● Текст для чтения
§

Все иностранцы готовились к отъезду.
Усталые и деморализованные войска поднимали ружейные приклады кверху и передавали свое оружие и амуницию народу. Герцог Монпасье, во главе 6000 человек и грозной артиллерии, отдал все свои артиллерийские ящики народу возле ворот Сан-Мартен, не сделавши ни единого выстрела, и постыдно бежал в сопровождении своих адъютантов.
Иным могло показаться, не в Палате депутатов, а на улицах, где тысячные толпы парижан распевали революционные песни, решается судьба Франции[133].
Впрочем, лишь немногие, умеющие анализировать события, понимали, если Наполеон I, чью всесокрушающую карьеру запустили иллюминаты в качестве орудия по разрушению Церкви и опрокидыванию установленного порядка по всей Европе, не оправдал в свое время их ожидания, то теперь ими делалась ставка на других лиц и с дальним прицелом.
Игумен Черменского монастыря Антоний (Бочков) писал в 1848 году оптинским старцам: «…Революция во Франции не есть частное зло, а только воспламенение тех подкопов, которые подведены под всю землю, особливо под европейскую, яко хранительницу просвещения и духовного и мирского.
Теперь страшен уже не раскол, а общее европейское безбожие. Времена язычников едва ли не оканчиваются. Все европейские ученые теперь празднуют освобождение мысли человеческой от уз страха и покорности заповедям Божиим. Посмотрим, что сделает этот род XIX века, сбрасывающий с себя оковы властей и начальников, приличий и обычаев! Посмотрим, каков будет этот новый Адам в 48 лет, который теперь возрождается из европейской благородной земли, какова будет эта зловещая птица, высиженная из гнезда парижского! Это яйцо уже давно положено: оно еще в 1790-х годах согревалось, и вылупившийся Наполеон, хотя и обжег себе крылья на пожаре московском, и, как будто, мы вместе с ним простились и с войной, и с общими потрясениями, но, видно, это был только один болтун, а настоящий высидок явится в наше преблагополучное время, во дни мира и утверждения. Если восторжествует „свободная“ Европа и сломит последний оплот — Россию, то чего нам ожидать, судите сами…»

§

● Задания для выполнения
1. Верните дословно фрагмент текста о революции во Франции от слов «Усталые и деморализованные» до слов «сопровождении своих адъютантов.».
2. Продолжите текст о революции во Франции, начав сразу после его последнего предложения.
Записи представляют собой самостоятельный материал и с текстом о революции во Франции не связаны.

§

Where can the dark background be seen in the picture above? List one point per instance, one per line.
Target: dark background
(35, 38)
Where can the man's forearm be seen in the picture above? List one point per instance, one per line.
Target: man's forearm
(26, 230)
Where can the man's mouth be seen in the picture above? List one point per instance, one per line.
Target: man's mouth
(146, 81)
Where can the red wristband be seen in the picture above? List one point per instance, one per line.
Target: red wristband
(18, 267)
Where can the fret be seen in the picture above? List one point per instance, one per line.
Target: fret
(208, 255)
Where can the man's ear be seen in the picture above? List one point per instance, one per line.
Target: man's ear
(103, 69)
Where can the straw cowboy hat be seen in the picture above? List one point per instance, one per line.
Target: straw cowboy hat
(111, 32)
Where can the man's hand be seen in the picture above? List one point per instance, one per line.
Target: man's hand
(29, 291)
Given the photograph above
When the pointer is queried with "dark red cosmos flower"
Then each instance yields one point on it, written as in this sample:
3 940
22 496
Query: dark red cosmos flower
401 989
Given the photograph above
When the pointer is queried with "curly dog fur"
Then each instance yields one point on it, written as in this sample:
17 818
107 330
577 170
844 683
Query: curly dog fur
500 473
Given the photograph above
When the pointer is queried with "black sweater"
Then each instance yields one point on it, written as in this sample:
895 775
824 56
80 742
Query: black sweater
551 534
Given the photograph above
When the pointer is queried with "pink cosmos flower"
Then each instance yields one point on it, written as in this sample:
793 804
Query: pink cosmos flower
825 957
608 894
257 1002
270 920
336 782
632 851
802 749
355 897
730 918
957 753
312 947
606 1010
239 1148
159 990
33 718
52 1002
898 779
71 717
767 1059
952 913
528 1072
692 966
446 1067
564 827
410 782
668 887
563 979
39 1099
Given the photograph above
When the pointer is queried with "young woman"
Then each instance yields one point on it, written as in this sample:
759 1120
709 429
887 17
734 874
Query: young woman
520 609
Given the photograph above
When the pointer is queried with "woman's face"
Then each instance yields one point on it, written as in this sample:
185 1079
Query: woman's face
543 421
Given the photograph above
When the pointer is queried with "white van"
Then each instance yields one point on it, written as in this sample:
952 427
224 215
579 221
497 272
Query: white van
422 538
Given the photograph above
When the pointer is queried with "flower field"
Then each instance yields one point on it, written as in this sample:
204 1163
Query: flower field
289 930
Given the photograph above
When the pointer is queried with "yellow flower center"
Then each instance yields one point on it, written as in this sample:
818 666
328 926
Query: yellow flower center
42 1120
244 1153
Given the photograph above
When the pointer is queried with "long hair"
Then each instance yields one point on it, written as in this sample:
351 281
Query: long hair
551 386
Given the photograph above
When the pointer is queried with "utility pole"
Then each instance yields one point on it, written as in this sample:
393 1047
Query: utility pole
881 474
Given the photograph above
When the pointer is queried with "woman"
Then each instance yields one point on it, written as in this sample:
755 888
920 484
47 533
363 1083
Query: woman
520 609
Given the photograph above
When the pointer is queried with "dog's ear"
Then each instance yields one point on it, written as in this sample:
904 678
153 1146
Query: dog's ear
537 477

§

● Ответы к заданиям
1.
Усталые и деморализованные войска поднимали ружейные приклады кверху и передавали свое оружие и амуницию народу. Герцог Монпасье, во главе 6000 человек и грозной артиллерии, отдал все свои артиллерийские ящики народу возле ворот Сан-Мартен, не сделавши ни единого выстрела, и постыдно бежал в сопровождении своих адъютантов.

2.
Временное французское правительство, возглавляемое военным министром генералом Ковеньяком, было масонское, но о том никто в народе не знал. Из одиннадцати министров Временного правительства лишь двое — министр иностранных дел Ламартин и Арман Ларра не состояли в масонских ложах. Но и они, похоже, находились под чужим влиянием. Так, когда 10 марта 1848 года главный совет Шотландской системы явился поздравить временное правительство, Ламартин от имени последнего отвечал: «Те чувства, которые руководили великим взрывом 1789 года, и которые народ французский недавно снова проявил, (и я надеюсь, уже в последний раз), я знаю, исходят из ваших лож. Сначала во мраке, затем в полумраке, и, наконец, при полном свете…»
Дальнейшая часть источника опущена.